§ WHAT IS EXPECTED
Add -27 to every bounding-box coordinate in the answers, and reproduce the requests with their answers for the part of the entries that opens with the line containing "Name the bounding box enclosing the sunset" and closes with the line containing "[10, 264, 185, 549]]", both lines included. Leave the pictures out.

§ PROVIDED INFORMATION

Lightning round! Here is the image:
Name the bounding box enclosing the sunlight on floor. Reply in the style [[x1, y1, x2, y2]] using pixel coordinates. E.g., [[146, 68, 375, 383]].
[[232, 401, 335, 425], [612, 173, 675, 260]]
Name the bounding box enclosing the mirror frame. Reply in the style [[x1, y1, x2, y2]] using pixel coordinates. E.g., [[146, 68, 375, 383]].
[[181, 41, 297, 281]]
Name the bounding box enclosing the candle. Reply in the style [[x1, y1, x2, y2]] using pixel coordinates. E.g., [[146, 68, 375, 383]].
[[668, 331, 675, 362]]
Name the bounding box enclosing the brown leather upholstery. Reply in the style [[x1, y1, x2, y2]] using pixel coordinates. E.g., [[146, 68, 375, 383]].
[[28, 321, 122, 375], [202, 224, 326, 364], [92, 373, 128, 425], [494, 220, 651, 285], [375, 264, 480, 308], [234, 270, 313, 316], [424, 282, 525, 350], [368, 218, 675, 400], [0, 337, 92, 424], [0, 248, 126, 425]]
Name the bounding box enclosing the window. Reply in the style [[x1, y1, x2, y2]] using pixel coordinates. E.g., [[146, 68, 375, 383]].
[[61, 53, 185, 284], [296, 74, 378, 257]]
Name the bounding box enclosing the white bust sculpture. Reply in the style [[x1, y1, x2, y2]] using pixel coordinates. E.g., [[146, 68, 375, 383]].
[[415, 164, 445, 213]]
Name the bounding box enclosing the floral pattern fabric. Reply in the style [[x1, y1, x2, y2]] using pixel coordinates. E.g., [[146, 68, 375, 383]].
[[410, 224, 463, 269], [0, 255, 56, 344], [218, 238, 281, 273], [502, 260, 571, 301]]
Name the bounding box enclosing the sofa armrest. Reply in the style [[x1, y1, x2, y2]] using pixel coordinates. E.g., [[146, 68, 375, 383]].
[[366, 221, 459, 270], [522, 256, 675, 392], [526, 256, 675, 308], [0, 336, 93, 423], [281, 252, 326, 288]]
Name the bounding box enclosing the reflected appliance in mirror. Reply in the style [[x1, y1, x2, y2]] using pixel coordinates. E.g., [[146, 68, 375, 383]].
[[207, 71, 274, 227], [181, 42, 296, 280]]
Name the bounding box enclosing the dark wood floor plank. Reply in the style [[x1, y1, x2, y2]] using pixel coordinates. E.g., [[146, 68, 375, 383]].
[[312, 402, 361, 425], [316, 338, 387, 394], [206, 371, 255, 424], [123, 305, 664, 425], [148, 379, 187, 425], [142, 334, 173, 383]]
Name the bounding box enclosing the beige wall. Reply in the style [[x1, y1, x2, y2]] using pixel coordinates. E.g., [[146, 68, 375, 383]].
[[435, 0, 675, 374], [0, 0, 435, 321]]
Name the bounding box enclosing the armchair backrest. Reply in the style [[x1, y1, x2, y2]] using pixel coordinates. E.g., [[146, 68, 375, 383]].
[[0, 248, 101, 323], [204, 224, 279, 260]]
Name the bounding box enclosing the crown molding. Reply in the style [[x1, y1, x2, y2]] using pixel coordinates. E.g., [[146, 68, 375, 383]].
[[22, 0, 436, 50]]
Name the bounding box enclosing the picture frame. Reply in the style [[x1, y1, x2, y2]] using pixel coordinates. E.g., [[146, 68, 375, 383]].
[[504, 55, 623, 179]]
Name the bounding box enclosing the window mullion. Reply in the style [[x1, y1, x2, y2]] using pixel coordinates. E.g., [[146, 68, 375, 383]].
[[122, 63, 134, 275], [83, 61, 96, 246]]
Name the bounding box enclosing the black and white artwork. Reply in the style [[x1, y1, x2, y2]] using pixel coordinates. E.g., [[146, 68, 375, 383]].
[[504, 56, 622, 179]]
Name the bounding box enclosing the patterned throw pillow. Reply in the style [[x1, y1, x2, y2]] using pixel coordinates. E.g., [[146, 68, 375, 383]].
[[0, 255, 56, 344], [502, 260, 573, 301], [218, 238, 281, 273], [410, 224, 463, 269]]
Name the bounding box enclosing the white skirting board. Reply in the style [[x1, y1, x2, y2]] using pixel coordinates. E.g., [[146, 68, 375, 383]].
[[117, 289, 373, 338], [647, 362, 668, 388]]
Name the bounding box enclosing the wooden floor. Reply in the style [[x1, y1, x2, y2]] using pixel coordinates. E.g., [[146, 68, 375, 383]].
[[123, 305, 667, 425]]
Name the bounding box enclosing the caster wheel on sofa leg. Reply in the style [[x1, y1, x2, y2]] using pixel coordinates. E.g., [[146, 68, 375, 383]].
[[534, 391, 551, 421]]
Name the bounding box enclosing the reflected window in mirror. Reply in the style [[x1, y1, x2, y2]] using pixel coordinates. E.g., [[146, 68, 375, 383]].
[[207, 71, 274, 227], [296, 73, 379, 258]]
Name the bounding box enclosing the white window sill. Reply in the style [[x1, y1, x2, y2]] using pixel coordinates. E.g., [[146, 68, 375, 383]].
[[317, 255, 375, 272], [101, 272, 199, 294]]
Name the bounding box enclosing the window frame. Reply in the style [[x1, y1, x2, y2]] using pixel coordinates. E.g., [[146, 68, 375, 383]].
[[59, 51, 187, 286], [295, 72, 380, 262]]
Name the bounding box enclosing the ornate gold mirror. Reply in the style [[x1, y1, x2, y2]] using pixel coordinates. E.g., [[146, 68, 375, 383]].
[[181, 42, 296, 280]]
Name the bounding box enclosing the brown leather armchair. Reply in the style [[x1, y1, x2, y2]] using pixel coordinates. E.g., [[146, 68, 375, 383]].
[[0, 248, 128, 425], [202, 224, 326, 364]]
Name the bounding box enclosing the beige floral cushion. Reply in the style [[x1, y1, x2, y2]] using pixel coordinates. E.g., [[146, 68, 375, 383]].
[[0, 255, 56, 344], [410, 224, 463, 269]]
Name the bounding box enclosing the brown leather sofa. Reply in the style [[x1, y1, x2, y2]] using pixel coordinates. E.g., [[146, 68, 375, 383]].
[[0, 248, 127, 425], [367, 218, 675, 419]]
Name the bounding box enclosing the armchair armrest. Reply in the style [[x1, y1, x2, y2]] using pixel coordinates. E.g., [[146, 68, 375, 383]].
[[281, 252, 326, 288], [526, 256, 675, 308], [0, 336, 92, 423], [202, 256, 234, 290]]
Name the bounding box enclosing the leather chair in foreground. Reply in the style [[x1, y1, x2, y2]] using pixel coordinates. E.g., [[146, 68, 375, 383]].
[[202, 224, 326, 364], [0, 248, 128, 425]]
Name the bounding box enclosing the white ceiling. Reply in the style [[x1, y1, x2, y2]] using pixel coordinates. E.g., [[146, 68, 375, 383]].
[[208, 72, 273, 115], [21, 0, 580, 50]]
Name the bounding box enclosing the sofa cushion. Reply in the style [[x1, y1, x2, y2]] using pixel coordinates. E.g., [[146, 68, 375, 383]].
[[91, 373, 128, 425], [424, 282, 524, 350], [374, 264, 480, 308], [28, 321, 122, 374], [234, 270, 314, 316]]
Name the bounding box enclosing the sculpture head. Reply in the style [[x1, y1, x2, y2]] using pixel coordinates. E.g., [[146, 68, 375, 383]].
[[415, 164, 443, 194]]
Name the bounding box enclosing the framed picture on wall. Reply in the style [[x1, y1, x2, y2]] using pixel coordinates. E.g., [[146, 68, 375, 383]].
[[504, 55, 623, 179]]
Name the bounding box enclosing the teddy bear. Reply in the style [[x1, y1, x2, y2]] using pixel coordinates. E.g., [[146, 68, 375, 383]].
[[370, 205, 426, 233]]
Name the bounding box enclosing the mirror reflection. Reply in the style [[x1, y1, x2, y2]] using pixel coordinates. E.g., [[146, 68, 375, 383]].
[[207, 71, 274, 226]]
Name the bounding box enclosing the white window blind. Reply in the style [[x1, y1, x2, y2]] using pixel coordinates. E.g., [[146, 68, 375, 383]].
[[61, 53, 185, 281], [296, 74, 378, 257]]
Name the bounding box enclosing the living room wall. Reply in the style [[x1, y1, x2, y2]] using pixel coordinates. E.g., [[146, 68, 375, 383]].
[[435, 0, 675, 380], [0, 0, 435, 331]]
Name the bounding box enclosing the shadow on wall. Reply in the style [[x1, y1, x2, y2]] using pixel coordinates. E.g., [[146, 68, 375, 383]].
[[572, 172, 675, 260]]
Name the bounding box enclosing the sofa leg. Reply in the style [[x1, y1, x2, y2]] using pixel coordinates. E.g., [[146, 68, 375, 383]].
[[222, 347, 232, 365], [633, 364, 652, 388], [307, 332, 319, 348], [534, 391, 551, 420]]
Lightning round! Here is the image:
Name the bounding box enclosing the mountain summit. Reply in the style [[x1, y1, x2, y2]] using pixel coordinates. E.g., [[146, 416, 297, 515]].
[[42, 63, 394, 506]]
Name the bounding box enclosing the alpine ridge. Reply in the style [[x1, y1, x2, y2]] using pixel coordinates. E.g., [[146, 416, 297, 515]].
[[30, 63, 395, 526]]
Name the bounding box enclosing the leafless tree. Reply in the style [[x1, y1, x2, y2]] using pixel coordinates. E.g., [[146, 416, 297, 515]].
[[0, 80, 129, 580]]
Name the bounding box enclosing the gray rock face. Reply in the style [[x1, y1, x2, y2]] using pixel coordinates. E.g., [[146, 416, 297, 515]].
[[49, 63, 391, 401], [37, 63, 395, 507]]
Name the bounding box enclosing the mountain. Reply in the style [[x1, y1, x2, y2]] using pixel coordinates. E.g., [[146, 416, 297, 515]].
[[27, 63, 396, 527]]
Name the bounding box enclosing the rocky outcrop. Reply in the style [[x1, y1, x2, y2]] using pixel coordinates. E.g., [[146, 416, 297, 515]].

* * *

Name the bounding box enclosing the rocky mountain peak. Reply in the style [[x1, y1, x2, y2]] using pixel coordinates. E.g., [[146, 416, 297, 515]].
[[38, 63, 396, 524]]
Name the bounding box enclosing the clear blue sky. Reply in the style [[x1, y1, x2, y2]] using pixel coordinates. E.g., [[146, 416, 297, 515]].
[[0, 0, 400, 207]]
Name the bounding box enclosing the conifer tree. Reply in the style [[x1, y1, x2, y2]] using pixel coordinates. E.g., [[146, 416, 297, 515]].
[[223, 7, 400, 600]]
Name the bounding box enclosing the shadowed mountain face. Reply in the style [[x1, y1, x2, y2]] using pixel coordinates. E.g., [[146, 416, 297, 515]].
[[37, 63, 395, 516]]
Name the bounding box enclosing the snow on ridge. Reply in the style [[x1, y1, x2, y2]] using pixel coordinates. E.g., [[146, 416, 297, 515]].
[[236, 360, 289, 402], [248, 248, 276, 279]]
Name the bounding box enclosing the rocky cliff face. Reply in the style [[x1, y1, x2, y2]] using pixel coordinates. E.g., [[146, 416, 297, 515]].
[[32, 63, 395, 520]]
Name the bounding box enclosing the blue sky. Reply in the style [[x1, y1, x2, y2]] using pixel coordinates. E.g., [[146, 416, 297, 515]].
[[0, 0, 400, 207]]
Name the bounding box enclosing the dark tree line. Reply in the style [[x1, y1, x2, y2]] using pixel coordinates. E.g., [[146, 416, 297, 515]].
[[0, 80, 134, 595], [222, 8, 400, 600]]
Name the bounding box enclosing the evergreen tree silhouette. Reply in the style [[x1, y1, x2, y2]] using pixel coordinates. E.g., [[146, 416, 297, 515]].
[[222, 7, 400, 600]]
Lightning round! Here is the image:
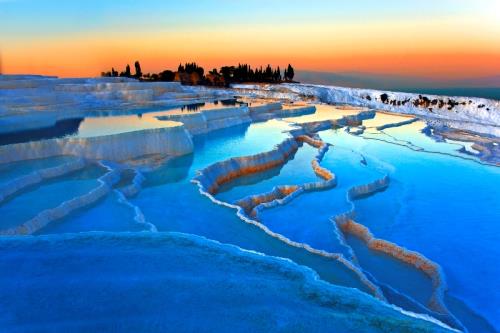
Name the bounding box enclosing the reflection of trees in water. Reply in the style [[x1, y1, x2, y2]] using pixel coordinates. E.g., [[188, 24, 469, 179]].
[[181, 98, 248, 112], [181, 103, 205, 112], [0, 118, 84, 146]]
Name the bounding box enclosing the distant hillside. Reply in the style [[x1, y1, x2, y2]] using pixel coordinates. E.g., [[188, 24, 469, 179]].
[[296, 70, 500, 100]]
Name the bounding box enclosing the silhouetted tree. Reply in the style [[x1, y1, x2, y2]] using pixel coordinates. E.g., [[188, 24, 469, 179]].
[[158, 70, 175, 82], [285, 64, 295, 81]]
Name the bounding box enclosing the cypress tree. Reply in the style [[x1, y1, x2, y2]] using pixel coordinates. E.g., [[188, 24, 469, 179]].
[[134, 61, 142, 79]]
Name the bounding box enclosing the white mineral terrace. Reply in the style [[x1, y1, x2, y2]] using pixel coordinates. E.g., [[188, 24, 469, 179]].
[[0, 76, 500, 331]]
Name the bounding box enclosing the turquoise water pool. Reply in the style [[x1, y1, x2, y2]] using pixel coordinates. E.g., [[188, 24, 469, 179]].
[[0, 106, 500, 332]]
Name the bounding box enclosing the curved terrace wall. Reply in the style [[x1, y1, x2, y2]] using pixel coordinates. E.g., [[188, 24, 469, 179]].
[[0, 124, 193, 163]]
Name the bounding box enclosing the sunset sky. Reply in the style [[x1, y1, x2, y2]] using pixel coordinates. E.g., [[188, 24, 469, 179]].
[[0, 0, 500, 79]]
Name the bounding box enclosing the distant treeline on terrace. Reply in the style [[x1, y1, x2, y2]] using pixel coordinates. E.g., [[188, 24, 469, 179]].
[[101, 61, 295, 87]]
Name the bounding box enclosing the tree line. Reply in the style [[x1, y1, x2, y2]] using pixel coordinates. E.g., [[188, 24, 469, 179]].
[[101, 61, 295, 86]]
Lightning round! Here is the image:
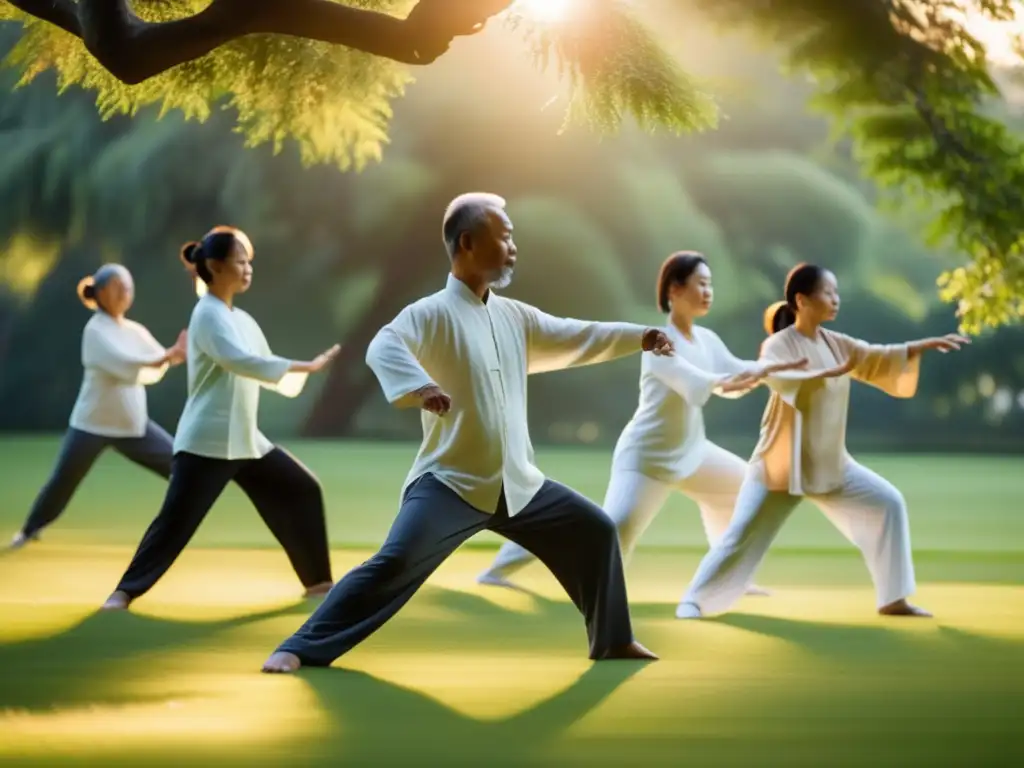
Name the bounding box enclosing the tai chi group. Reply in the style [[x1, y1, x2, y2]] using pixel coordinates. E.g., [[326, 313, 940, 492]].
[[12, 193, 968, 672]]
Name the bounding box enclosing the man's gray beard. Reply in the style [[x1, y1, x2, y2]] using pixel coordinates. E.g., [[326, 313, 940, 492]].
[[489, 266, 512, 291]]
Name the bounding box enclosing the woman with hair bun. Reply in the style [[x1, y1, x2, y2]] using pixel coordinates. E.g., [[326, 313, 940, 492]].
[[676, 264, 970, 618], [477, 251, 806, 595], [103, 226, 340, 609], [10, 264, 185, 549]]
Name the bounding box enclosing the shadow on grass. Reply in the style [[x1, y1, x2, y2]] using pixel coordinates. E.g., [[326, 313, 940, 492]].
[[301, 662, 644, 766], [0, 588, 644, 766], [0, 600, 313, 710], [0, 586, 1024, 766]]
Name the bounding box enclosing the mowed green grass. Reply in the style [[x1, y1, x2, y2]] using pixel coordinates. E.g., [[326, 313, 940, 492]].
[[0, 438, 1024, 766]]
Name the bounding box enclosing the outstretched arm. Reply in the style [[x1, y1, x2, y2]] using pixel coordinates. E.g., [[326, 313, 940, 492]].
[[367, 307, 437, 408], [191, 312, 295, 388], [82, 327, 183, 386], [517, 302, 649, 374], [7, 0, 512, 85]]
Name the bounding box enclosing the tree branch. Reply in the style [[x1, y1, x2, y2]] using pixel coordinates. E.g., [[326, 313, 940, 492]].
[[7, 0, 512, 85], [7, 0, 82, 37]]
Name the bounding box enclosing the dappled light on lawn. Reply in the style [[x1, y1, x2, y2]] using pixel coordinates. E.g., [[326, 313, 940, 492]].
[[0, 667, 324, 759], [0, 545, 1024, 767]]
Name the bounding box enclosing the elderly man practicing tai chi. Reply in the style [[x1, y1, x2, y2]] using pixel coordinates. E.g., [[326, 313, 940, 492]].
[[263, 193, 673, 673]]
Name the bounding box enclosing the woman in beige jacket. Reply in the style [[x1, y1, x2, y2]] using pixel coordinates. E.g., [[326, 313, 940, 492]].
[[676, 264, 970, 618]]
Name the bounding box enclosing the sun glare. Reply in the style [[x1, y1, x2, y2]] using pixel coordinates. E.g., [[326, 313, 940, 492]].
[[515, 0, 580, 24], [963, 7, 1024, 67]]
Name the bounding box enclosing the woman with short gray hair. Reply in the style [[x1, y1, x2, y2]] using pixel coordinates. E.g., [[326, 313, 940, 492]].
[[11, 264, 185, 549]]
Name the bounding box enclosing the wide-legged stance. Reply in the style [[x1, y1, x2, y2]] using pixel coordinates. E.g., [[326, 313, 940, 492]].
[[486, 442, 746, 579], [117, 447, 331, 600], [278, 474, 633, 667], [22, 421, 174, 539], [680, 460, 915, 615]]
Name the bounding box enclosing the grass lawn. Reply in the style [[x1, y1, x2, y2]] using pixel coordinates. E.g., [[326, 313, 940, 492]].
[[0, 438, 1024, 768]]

§ ANSWER TO THE TASK
Name the bounding box enclosing the sunset sky. Reply in the style [[x1, y1, x2, y2]] using pixel coordinates. E.g., [[188, 24, 469, 179]].
[[-27, -27, 473, 52]]
Name the bounding box enclosing the distant treeline on terrace. Reply in the style [[x1, y1, x2, y2]] using pixel coordinates. E.g., [[188, 24, 469, 179]].
[[74, 34, 268, 60]]
Name the bounding box enclosing the tree line. Reply in the style [[x1, y1, x2, y2]] using pixel coordinates. E.g., [[188, 24, 469, 179]].
[[74, 34, 268, 59]]
Lightning round! Here is the image:
Name the bounding box enclosing the tai chi group. Reply in the style [[x1, y1, x2, y2]] using pixel coordinates. E.g., [[326, 313, 940, 492]].
[[-15, 166, 941, 645]]
Name the bounding box enclosing the man's gray beard. Reply in the style [[x1, y1, x2, y2]] using pixel coordinates. E.g., [[326, 313, 940, 492]].
[[462, 239, 485, 264]]
Name the bounding box enclosing the woman with hair bun. Reply in the style [[x1, y1, x2, y2]] using pixel coordinates. E.g., [[326, 313, 940, 492]].
[[649, 237, 943, 591], [450, 224, 779, 568], [76, 199, 313, 582], [-17, 237, 158, 522]]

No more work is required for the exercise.